- [LISTED ENTRIES]

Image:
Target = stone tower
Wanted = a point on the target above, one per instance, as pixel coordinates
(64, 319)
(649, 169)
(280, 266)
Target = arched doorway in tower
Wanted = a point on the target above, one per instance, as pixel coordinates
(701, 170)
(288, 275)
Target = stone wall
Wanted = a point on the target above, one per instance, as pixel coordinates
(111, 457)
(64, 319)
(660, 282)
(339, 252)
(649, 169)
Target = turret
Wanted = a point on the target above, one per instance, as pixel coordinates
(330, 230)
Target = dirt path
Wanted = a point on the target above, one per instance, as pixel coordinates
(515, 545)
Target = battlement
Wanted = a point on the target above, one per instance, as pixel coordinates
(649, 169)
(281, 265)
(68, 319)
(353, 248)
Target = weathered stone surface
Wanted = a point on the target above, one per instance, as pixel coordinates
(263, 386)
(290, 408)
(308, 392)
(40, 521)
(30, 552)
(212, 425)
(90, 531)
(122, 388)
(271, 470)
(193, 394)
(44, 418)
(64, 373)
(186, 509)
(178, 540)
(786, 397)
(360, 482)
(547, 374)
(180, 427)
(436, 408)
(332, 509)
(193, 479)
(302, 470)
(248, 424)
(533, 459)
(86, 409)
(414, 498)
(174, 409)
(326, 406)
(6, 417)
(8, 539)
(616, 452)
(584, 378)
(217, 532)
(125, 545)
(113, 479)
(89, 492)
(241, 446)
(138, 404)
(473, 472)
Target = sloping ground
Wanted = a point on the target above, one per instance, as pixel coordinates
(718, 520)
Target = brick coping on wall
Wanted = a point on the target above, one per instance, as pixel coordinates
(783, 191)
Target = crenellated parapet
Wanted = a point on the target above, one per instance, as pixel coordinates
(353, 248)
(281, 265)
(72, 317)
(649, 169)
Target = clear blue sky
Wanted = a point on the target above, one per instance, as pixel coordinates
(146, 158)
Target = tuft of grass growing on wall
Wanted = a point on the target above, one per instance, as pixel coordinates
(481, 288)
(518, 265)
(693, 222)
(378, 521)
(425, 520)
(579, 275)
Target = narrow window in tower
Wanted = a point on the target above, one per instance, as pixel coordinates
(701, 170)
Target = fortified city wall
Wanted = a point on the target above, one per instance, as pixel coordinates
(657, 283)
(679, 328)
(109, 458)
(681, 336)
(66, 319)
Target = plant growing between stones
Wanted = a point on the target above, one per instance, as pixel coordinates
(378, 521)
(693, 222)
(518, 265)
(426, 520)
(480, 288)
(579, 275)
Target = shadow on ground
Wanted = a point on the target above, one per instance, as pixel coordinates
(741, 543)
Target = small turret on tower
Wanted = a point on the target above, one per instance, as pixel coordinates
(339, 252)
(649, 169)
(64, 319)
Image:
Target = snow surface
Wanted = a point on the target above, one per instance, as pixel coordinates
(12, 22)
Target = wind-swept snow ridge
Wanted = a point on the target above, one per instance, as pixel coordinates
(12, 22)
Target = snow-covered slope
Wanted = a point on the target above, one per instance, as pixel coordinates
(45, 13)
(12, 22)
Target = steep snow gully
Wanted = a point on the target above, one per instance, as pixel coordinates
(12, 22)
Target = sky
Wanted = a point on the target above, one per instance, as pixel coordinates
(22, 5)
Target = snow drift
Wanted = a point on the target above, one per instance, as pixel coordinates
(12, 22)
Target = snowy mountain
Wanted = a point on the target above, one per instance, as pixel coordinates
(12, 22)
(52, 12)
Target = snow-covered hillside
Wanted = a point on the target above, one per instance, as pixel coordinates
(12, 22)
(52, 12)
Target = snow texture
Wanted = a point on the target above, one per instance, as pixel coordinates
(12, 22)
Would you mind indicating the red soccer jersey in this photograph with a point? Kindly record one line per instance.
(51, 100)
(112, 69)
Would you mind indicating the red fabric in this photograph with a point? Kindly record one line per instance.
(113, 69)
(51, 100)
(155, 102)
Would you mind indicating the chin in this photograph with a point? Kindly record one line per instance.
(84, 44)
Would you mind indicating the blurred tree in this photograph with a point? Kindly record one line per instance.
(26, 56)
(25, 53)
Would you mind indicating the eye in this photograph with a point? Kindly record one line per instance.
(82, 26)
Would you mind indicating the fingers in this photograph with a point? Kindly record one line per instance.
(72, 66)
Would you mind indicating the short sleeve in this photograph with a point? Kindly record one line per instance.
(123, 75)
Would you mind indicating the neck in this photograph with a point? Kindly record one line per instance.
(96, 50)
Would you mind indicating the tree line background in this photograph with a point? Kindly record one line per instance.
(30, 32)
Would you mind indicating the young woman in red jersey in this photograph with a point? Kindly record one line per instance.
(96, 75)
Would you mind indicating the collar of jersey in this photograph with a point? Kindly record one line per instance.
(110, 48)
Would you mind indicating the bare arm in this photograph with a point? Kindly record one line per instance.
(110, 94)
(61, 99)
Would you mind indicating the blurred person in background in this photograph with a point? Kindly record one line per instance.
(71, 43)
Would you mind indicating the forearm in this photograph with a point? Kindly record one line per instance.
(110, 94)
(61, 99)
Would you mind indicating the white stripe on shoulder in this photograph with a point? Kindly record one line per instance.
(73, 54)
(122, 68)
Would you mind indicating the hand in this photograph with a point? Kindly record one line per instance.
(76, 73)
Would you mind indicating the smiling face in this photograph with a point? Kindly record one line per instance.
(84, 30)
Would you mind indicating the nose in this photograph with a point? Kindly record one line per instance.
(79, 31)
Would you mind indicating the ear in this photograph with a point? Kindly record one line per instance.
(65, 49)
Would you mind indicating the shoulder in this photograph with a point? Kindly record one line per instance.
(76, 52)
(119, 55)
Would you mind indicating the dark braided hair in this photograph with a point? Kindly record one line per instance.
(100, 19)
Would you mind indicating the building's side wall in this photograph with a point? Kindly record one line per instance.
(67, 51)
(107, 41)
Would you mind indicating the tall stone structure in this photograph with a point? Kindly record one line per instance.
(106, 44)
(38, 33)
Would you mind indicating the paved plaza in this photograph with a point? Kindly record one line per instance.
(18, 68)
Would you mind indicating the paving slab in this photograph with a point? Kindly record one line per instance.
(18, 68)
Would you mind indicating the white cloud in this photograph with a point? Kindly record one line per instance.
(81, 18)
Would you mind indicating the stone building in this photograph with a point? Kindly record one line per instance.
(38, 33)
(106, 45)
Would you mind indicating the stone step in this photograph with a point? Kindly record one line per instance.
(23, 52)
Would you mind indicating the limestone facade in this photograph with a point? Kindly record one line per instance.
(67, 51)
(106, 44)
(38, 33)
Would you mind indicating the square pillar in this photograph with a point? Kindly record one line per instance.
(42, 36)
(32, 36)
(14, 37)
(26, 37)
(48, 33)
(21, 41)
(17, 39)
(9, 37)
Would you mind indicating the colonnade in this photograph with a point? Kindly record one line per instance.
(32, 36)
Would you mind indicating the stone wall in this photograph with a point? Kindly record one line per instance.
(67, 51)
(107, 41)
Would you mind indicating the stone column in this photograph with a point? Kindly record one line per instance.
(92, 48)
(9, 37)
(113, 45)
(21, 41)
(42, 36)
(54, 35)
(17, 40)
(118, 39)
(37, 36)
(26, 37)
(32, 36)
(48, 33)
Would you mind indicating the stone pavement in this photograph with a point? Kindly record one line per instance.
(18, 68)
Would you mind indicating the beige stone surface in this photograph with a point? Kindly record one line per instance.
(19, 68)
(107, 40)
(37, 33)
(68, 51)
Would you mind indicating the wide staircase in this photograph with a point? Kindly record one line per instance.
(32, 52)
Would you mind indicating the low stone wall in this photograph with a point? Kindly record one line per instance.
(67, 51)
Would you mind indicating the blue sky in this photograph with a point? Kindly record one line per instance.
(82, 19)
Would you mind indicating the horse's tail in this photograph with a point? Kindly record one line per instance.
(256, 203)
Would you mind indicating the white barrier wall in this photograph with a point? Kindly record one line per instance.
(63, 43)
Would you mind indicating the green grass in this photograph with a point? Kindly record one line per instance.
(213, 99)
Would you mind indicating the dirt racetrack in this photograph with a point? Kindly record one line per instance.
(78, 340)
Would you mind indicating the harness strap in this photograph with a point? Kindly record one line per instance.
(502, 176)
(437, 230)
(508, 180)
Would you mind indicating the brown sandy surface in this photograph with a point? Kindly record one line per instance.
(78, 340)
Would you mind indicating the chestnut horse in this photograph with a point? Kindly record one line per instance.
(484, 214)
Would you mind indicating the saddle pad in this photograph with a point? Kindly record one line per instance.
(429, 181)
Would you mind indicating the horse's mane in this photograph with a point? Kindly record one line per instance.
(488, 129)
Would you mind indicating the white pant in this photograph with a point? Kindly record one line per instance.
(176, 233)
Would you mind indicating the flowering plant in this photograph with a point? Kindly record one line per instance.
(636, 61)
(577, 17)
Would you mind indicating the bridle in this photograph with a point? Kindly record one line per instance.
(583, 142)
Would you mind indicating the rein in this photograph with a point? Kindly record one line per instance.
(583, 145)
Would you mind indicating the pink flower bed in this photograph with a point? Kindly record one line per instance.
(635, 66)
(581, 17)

- [YOUR GOAL] Starting at the line that contains "Would you mind indicating the harness" and ending at the last line of the material, reproduce every line, requests included. Multiply each coordinate in the answer points by 2.2 and round it to a whole number, with halves rounded up.

- [THE SOLUTION]
Would you mind indicating the harness strap in this photograph with a point? Kindly record one line per instance.
(1104, 387)
(961, 506)
(1118, 396)
Would you mind indicating the brown sandy surface in this photograph with a point? Kindly record one line per instance.
(172, 748)
Would you mind indicating the chestnut horse in this photograph with a point? Kindly record one line per instance.
(1065, 471)
Would you mind indicating the saddle pad in this photograph with a point? Kindly record one line per instance.
(944, 398)
Would you mind indicating the horse's mane in this photograph with a point? Kindly record one line per instance.
(1074, 284)
Would you mind indicating the white pant in this photograph with a point? Kindly record one line per instance.
(387, 513)
Would you mind indicating the flowering plant in this photograph with a point? Kindly record one line per instance.
(1399, 134)
(1269, 37)
Would you mind indicating the bridle in this photograph with a point? Kindly record one line per instance.
(1283, 312)
Would you mind indicating the rein in this photograph with a point? Kindly record one line per instance.
(1283, 319)
Would you mind indicating the pink flower bed in this photograph with a point? Kindly record one line per instance.
(1397, 145)
(1278, 37)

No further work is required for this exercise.